▶ [Document extract]:
Dole’s support for Armenian-American issues also went beyond genocide recognition.
By STEPHAN PECHDIMALDJI
For millions of Americans, Bob Dole was the epitome of American exceptionalism, a leader who represented and reflected the qualities that make the United States the envy of the world.
He was part of the Greatest Generation who served the United States for close to eighty years with distinction and honor. From the battlefields of World War II to the halls of the U.S. Senate, Dole left an indelible mark on U.S. history that continues to reverberate to this day. A politician and statesman from a bygone era, it is one of the reasons why there has been a cacophony of voices honoring him and the life he lived in the wake of his passing earlier this month.
For Armenians He Was Something Else
But for thousands of Armenian Americans, Dole was also something else. He was a friend and champion of our causes, particularly the recognition of the Armenian Genocide.
As a grandson to survivors of the Armenian Genocide, I always wondered why a U.S. Senator from Kansas would be such an unyielding advocate for an issue that had little to do with his state or constituents. But then I learned how Dr. Hampar Kelikian, a proud Armenian American surgeon, did a great deal for him after he was wounded in World War II. He performed seven operations and refused to accept any payment. It was during this period that Dole learned about the Armenian Genocide because Kelikian was an Armenian Genocide survivor himself.

▶ [Problem set]:
a: Write out the portion of the article on Bob Dole between "He was part" and "earlier this month.", inclusive.
b: Summarize the article on Bob Dole in two sentences.
c: Continue the article on Bob Dole from the point where it stops.
The lines that follow this article on Bob Dole have no connection to it.

▶ [Input data]:

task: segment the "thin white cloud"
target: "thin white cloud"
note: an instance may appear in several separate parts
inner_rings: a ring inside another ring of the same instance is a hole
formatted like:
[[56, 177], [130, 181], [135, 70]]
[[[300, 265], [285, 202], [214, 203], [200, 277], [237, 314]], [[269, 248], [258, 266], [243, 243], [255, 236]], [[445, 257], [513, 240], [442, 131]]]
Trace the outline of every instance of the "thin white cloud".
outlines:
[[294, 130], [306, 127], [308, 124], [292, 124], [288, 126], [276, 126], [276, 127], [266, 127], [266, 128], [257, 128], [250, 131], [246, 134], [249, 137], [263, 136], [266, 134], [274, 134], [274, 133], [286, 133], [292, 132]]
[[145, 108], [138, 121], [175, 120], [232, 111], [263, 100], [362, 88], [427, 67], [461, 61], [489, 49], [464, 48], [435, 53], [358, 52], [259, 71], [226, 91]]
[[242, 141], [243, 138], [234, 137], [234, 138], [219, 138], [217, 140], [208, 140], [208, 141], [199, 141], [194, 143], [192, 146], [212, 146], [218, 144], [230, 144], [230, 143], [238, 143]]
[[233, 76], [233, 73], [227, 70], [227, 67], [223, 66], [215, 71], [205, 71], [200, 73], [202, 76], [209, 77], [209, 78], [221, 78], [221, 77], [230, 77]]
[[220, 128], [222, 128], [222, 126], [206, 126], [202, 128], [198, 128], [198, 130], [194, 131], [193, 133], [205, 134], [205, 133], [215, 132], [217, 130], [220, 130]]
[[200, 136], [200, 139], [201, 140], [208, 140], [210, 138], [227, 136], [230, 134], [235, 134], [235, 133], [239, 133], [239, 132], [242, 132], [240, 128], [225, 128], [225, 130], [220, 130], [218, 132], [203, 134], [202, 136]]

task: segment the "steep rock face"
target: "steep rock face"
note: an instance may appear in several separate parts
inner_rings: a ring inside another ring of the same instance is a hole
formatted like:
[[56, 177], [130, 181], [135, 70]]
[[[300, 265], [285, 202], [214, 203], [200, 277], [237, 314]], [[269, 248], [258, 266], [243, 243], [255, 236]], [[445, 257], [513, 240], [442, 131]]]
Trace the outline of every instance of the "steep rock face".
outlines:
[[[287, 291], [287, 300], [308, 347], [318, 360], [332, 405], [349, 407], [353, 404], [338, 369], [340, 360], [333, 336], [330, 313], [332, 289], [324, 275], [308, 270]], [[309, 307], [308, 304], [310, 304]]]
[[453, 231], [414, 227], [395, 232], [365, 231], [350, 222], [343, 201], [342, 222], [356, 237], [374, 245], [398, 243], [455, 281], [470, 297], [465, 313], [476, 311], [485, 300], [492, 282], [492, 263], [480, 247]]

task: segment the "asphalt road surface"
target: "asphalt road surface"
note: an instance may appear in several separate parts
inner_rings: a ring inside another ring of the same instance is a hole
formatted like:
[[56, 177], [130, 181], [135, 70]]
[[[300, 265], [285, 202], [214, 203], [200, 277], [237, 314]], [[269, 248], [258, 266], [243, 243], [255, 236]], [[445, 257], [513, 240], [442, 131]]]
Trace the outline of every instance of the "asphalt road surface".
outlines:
==
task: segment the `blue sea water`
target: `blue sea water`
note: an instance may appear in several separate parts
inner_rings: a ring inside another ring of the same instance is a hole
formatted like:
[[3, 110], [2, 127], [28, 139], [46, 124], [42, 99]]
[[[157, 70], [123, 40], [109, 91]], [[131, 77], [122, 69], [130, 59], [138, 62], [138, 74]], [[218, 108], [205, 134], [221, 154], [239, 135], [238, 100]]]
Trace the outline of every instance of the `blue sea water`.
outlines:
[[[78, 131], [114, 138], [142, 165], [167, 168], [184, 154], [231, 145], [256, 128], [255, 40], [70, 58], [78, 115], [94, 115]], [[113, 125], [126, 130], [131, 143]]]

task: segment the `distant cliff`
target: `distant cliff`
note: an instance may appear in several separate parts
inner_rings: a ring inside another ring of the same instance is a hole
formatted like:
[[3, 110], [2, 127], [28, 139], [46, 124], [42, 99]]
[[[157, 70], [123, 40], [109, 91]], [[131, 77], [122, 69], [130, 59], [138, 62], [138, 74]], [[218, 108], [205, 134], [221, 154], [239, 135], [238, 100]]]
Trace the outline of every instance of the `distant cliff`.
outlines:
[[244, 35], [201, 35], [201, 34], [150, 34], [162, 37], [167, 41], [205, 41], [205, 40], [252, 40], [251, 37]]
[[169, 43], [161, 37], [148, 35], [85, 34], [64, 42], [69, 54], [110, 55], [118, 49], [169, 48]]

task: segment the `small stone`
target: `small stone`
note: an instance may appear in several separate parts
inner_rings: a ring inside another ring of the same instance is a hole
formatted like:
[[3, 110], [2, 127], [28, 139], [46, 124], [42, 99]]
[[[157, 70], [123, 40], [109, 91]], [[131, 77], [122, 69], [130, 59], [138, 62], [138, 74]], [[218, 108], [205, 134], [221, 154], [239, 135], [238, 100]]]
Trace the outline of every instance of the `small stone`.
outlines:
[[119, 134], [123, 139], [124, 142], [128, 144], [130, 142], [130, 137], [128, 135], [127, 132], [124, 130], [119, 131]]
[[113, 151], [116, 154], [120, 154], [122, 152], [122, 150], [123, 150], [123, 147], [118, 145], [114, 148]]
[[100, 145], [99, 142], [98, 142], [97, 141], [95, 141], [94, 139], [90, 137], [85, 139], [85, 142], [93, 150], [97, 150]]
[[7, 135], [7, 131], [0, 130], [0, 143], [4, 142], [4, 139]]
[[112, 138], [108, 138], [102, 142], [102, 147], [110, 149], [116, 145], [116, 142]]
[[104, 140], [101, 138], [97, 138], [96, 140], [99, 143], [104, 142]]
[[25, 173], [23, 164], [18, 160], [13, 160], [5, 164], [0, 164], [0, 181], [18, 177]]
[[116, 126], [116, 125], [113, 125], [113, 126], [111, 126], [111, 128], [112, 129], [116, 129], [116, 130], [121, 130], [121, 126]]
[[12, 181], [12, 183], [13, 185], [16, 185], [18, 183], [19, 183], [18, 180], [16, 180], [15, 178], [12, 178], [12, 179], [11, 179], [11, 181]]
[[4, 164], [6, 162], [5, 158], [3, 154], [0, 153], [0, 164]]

▶ [Answers by task]:
a:
He was part of the Greatest Generation who served the United States for close to eighty years with distinction and honor. From the battlefields of World War II to the halls of the U.S. Senate, Dole left an indelible mark on U.S. history that continues to reverberate to this day. A politician and statesman from a bygone era, it is one of the reasons why there has been a cacophony of voices honoring him and the life he lived in the wake of his passing earlier this month.

b: Bob Dole served the United States with distinction for close to eighty years, from the battlefields of World War II to the U.S. Senate, and millions of Americans see him as the epitome of American exceptionalism. For Armenian Americans he was also a champion of their causes, particularly recognition of the Armenian Genocide, which he learned about from Dr. Hampar Kelikian, a genocide survivor who performed seven operations on him without payment after he was wounded in the war.

c:
Through this budding friendship with Kelikian, Dole learned about the first genocide of the twentieth century, when more than 1.5 million Armenians were systematically exterminated by the Ottoman Turks, an event that Turkey still denies to this day. That experience had a lasting impact on Dole that would help inform his political beliefs as a U.S. senator and U.S. presidential candidate. As a public official, he made it clear that America needed to be on the right side of history. His fight for recognition of the Armenian Genocide culminated in 1990 when he sponsored and tried to pass Senate Joint Resolution 212, legislation that would properly recognize the Armenian Genocide by the United States, but faced strong opposition from Turkey, President George H.W. Bush and Robert Byrd, the president pro tempore of the U.S. Senate.
He Made a Great Speech in the Senate
Taking his fight to the Senate floor, Dole made an impassioned speech where he said, “For the one million Armenians in this country, the wounds have been open for almost 75 years, and the hurt is not going to be able to heal because the world has not faced up to the truth of the suffering of the Armenian people in this period of 1915-1923 … because the world stood by and did nothing.»
The resolution was ultimately rejected but it did not deter Dole from using his position in government to raise awareness around the Armenian Genocide and other crimes against humanity. It is why Dole became a primary advocate for Bosnians during the 1990s when he helped support President Bill Clinton’s unpopular plan to send American troops to Bosnia to prevent ethnic cleansing in the region. He saw what was happening and did not want history repeating itself with another Armenian Genocide. Those deeply rooted beliefs played a significant role in the senator’s formulation of American foreign policy towards Bosnia from 1992—1995.
And despite his best efforts, Dole was not successful in getting the United States to recognize the Armenian Genocide while serving as a public official. However, his advocacy did pave the way for President Joe Biden’s recognition of the Armenian Genocide earlier this year, calling it long overdue and a proud and historically significant moment for the United States. In many ways, U.S. recognition of the Armenian Genocide does not happen without Bob Dole.
His Support Went Beyond Recognition
Dole’s support for Armenian-American issues also went beyond genocide recognition. After a devasting earthquake struck Armenia in December 1988, Senator Dole and his wife, Elizabeth, traveled to Armenia to see the damage firsthand while spearheading relief efforts and securing millions of dollars in U.S. aid.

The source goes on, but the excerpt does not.